* _Instructions to follow_: Pictures found in the material must be left out, and every line returned as written.

* _Records for this task_:
————————

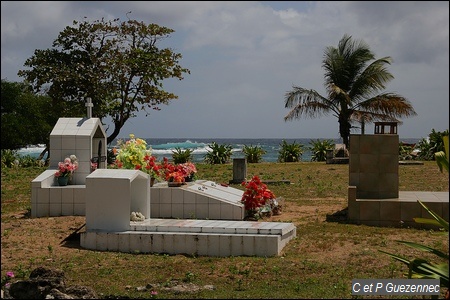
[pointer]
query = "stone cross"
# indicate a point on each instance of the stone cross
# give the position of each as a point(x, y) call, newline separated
point(89, 106)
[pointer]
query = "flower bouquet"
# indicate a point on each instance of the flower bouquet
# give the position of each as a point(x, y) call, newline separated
point(133, 154)
point(258, 200)
point(66, 169)
point(189, 170)
point(179, 173)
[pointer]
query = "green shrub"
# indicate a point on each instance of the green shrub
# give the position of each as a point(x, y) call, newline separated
point(434, 143)
point(290, 152)
point(253, 154)
point(10, 158)
point(319, 149)
point(219, 154)
point(180, 156)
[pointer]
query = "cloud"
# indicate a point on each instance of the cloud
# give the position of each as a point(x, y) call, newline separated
point(244, 56)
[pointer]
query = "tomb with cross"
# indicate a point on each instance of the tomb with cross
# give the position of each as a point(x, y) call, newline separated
point(83, 137)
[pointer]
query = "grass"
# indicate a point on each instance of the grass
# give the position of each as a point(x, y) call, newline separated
point(320, 263)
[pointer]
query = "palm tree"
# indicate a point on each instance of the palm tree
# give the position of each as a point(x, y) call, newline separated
point(352, 83)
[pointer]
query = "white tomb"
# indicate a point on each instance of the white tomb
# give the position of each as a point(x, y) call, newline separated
point(84, 138)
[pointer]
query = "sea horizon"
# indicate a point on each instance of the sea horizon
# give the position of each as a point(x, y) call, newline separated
point(164, 147)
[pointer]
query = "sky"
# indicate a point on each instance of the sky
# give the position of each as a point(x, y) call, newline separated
point(245, 56)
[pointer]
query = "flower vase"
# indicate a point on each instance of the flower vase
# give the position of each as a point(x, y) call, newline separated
point(63, 180)
point(174, 184)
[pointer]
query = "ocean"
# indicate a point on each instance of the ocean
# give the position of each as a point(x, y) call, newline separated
point(163, 147)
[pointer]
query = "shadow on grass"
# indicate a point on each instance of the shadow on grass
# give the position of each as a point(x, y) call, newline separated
point(340, 216)
point(73, 239)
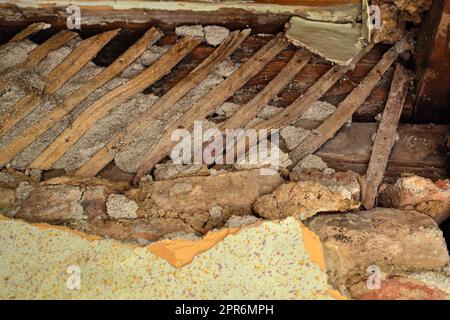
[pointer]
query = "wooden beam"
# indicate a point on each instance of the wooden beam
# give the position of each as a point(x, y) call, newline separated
point(211, 100)
point(433, 61)
point(247, 112)
point(74, 62)
point(317, 90)
point(9, 151)
point(30, 30)
point(77, 59)
point(55, 42)
point(385, 137)
point(107, 153)
point(347, 107)
point(102, 106)
point(420, 150)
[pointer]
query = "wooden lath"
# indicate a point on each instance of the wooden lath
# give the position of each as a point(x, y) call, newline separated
point(347, 107)
point(211, 100)
point(30, 30)
point(385, 137)
point(74, 62)
point(111, 100)
point(8, 152)
point(107, 153)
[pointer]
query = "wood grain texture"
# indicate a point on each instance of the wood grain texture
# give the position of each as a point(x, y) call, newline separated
point(314, 93)
point(55, 42)
point(211, 100)
point(385, 137)
point(350, 104)
point(111, 100)
point(9, 151)
point(73, 63)
point(106, 154)
point(30, 30)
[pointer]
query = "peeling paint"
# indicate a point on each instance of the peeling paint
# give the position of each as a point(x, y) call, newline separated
point(272, 260)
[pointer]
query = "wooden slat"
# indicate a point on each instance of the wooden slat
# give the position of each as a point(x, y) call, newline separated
point(55, 42)
point(314, 93)
point(347, 107)
point(211, 100)
point(385, 137)
point(36, 130)
point(30, 30)
point(74, 62)
point(101, 107)
point(107, 153)
point(77, 59)
point(419, 150)
point(247, 112)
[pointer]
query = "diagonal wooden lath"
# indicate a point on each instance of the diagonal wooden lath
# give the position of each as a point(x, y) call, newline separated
point(350, 104)
point(211, 100)
point(74, 62)
point(8, 152)
point(107, 153)
point(30, 30)
point(112, 99)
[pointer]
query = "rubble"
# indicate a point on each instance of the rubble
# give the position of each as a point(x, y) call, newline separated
point(189, 31)
point(399, 287)
point(120, 207)
point(394, 240)
point(293, 136)
point(52, 203)
point(417, 193)
point(192, 199)
point(313, 162)
point(305, 198)
point(318, 111)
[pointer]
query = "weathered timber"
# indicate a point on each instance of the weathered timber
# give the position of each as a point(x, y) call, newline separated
point(347, 107)
point(48, 121)
point(73, 63)
point(385, 137)
point(109, 101)
point(106, 154)
point(215, 97)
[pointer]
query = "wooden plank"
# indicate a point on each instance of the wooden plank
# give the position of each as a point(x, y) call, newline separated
point(433, 61)
point(420, 149)
point(101, 107)
point(347, 107)
point(9, 151)
point(317, 90)
point(385, 137)
point(55, 42)
point(74, 62)
point(77, 59)
point(107, 153)
point(247, 112)
point(30, 30)
point(211, 100)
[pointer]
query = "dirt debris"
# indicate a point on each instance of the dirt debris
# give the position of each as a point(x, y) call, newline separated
point(241, 221)
point(119, 206)
point(394, 240)
point(169, 170)
point(304, 199)
point(318, 111)
point(293, 136)
point(313, 162)
point(134, 150)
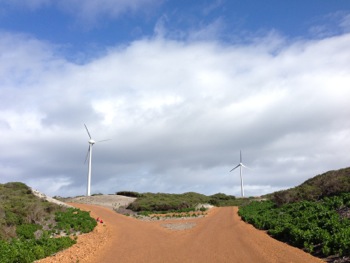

————————

* _Solved exercise_:
[pointer]
query = "stone cross"
# indicate a point on each instance of the stone cross
# give the position of each as a point(x, y) call, newline separated
point(89, 106)
[pointer]
query = "flower bouquet"
# indicate a point on each instance of the flower bouquet
# give the position of each as a point(x, y) call, newline separated
point(133, 154)
point(258, 200)
point(66, 169)
point(189, 170)
point(179, 173)
[pointer]
query = "green shrub"
# indicate a point on each instance of the green shrub
# give the position of each as a point(x, y) call, newline separated
point(434, 143)
point(290, 152)
point(253, 154)
point(10, 158)
point(319, 149)
point(219, 154)
point(180, 156)
[pointer]
query = "cloud"
# indicate a point on each instance of the cloud
# give the position of each as a point(x, y) call, newline separated
point(244, 56)
[pointer]
query = "tomb with cross"
# indicate a point on each instance of the tomb with cross
# give the position of each as a point(x, y) call, newline separated
point(83, 137)
[pointer]
query = "grass"
# indicate a point on each instance of the grass
# give the position of each as a point(x, y) call, newline separated
point(320, 263)
[pointer]
query = "palm tree"
# indicate a point on each instance of the palm tree
# give the position of each as a point(x, y) call, newline separated
point(352, 83)
[pointer]
query = "white tomb"
# indicate a point on each instance of the white tomb
# give the position of each as a point(x, y) call, newline separated
point(84, 138)
[pointer]
query = "sea horizon"
# indicate a point on each instance of the sea horizon
# give the position of each as a point(x, y) call, newline separated
point(164, 147)
[pointer]
query = "sky"
# indicate a point on each instance of the sky
# give the position of each as a point(x, y) call, newline separated
point(245, 56)
[pointer]
query = "flower vase"
# indicate a point on each instance of the flower vase
# give the position of each as a point(x, y) call, newline separated
point(63, 180)
point(174, 184)
[pointer]
query = "ocean"
# indicate a point on each instance of the ocean
# give the position of each as a point(x, y) call, newline separated
point(163, 147)
[pointer]
query = "shadow on grass"
# indicate a point on each instance of the shadow on grass
# give the position of each as a point(x, y) call, newline separated
point(340, 216)
point(73, 239)
[pointer]
query = "wooden beam"
# indicate a point on each instance of the wooden beam
# give the position of each as a point(x, y) call, newline separated
point(211, 100)
point(433, 61)
point(247, 112)
point(74, 62)
point(317, 90)
point(9, 151)
point(30, 30)
point(77, 59)
point(55, 42)
point(385, 137)
point(107, 153)
point(347, 107)
point(102, 106)
point(420, 150)
[pointer]
query = "wooden lath"
# indicate a point on each instance of the wooden lath
# give the position of each as a point(x, y) call, newline separated
point(347, 107)
point(211, 100)
point(30, 30)
point(385, 137)
point(74, 62)
point(111, 100)
point(8, 152)
point(107, 153)
[pointer]
query = "wood grain texture"
# indicate a point on each instance of the wood grain texture
# give the position of each as a point(x, y) call, newline separated
point(314, 93)
point(55, 42)
point(211, 100)
point(385, 137)
point(350, 104)
point(111, 100)
point(9, 151)
point(73, 63)
point(106, 154)
point(30, 30)
[pointer]
query = "peeling paint"
# indicate a point on each instance of the peeling paint
# give the position of each as a point(x, y) call, newline separated
point(272, 260)
[pointer]
query = "wooden slat"
# indicate a point on each instance of the wooden slat
# give the position of each as a point(x, y) call, newline separated
point(55, 42)
point(314, 93)
point(347, 107)
point(211, 100)
point(385, 137)
point(36, 130)
point(30, 30)
point(74, 62)
point(101, 107)
point(107, 153)
point(77, 59)
point(419, 150)
point(247, 112)
[pointer]
query = "diagonal wooden lath"
# indicate a point on each instance of the diagonal wooden lath
# give the position of each as a point(x, y) call, newline separated
point(350, 104)
point(211, 100)
point(74, 62)
point(8, 152)
point(107, 153)
point(30, 30)
point(112, 99)
[pointer]
query = "rubble"
# indicate a point on each instance of the rubble
# give the position of each as a point(x, y) call, newline separated
point(189, 31)
point(399, 287)
point(120, 207)
point(394, 240)
point(293, 136)
point(52, 203)
point(417, 193)
point(192, 199)
point(313, 162)
point(305, 198)
point(318, 111)
[pointer]
query = "weathered timber"
# indicate a point on each instance of the weathered timber
# give the position of each as a point(x, y) call, newline separated
point(347, 107)
point(48, 121)
point(73, 63)
point(385, 137)
point(109, 101)
point(106, 154)
point(215, 97)
[pointer]
query = "wooden plank"
# indicate a point on each instance of the wooden plank
# give the position of each as a point(x, y) call, newline separated
point(433, 61)
point(420, 149)
point(101, 107)
point(347, 107)
point(9, 151)
point(317, 90)
point(385, 137)
point(55, 42)
point(74, 62)
point(77, 59)
point(107, 153)
point(247, 112)
point(30, 30)
point(211, 100)
[pointer]
query = "dirt debris"
# indicate a point on each instance of the dirt debris
# give the position of each as a point(x, y) call, newline separated
point(241, 221)
point(119, 206)
point(394, 240)
point(169, 170)
point(304, 199)
point(318, 111)
point(293, 136)
point(313, 162)
point(134, 150)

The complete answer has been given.